Task instructions: Rewrite the part that opens with the line containing "Where can the seed" and closes with the line containing "<point>169,157</point>", changing every "seed cavity" to "seed hollow" and keeping all else the same.

(Entries from a collection)
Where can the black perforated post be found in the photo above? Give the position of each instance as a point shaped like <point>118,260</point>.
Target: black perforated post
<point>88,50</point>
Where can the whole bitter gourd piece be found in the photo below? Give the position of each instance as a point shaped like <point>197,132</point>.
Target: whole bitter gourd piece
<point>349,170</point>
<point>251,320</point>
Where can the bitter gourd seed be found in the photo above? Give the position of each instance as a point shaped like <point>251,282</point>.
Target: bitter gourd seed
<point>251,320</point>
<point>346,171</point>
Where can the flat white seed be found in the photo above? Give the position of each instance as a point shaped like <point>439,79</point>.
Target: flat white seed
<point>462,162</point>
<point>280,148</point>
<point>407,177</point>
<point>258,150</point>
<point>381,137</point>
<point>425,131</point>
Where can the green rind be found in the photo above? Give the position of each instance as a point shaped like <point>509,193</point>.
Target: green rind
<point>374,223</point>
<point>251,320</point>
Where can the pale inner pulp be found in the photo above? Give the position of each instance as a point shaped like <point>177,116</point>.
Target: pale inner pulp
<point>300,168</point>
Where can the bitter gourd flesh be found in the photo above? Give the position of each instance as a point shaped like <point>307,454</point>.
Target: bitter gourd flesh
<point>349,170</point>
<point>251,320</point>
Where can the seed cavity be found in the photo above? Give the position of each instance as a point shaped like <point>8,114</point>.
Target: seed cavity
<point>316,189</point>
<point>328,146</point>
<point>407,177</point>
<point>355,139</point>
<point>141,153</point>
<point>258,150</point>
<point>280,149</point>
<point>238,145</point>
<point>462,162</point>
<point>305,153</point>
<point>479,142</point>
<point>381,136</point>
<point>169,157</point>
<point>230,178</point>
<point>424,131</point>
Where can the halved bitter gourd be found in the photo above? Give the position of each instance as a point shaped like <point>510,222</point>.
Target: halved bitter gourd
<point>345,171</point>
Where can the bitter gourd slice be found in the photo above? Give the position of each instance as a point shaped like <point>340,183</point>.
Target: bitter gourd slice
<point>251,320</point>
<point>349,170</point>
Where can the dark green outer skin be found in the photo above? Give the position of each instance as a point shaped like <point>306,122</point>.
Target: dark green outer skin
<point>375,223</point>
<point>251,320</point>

Task solution:
Where can the seed hollow be found in the photo above? Give the position of each instance as a point shaped like <point>8,114</point>.
Target: seed hollow
<point>316,189</point>
<point>328,146</point>
<point>407,177</point>
<point>355,139</point>
<point>141,153</point>
<point>258,150</point>
<point>280,149</point>
<point>238,145</point>
<point>462,162</point>
<point>305,153</point>
<point>479,142</point>
<point>381,136</point>
<point>169,157</point>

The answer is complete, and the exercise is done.